Requirement: Copy the records below from the line with "Given the photograph above, your task is to detect the limestone" up to and including the line with "0,72 -> 205,255", requests included, and shift every bounding-box coordinate in the answers by -82. Leave the requests and their sample outputs unchanged.

Data for this exercise:

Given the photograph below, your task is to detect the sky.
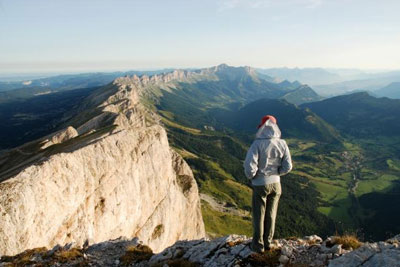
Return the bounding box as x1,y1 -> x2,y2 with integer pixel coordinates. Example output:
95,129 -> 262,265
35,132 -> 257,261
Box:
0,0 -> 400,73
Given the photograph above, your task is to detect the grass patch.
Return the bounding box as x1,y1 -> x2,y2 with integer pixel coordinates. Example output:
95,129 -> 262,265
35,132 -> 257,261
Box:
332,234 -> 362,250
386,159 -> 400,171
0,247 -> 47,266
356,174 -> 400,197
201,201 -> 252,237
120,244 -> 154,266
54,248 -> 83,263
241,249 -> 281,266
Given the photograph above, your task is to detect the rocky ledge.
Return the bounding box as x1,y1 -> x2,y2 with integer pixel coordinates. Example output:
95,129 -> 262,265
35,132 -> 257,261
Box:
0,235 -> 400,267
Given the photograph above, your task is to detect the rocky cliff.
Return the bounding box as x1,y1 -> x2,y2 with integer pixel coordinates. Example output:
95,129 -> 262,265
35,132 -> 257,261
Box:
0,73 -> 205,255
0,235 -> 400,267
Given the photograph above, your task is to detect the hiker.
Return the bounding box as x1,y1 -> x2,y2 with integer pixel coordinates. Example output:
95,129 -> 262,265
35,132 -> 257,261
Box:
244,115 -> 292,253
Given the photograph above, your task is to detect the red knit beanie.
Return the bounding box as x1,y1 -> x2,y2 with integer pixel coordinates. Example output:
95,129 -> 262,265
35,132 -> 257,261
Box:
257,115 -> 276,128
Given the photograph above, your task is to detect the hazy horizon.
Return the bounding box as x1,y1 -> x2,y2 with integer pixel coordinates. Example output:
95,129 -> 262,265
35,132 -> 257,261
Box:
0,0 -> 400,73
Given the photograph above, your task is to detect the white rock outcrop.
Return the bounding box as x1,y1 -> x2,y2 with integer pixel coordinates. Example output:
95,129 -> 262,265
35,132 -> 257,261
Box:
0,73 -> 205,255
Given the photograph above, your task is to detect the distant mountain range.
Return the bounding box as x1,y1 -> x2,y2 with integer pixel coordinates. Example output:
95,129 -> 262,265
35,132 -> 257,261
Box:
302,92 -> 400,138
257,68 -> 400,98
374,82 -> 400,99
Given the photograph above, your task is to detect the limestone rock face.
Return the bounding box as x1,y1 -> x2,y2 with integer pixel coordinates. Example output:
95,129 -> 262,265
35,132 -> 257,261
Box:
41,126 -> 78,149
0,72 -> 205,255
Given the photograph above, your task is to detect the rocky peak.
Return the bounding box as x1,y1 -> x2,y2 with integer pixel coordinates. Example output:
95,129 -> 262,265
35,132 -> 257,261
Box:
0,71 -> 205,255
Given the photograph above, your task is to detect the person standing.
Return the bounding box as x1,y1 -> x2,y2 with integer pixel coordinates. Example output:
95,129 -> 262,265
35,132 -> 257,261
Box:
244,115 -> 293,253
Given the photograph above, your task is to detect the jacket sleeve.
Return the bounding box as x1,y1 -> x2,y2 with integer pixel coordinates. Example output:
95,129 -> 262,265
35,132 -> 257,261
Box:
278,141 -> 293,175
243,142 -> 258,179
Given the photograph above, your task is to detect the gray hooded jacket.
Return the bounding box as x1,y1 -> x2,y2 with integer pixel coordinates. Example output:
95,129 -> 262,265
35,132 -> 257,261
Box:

Exercise response:
Given the photograph above, your task is to detect the limestone rock face.
Return the bounding box as x1,y1 -> x2,y2 with integer pixel coordinates. Example output:
95,129 -> 262,265
35,132 -> 257,261
Box:
-41,44 -> -4,67
-82,-10 -> 123,173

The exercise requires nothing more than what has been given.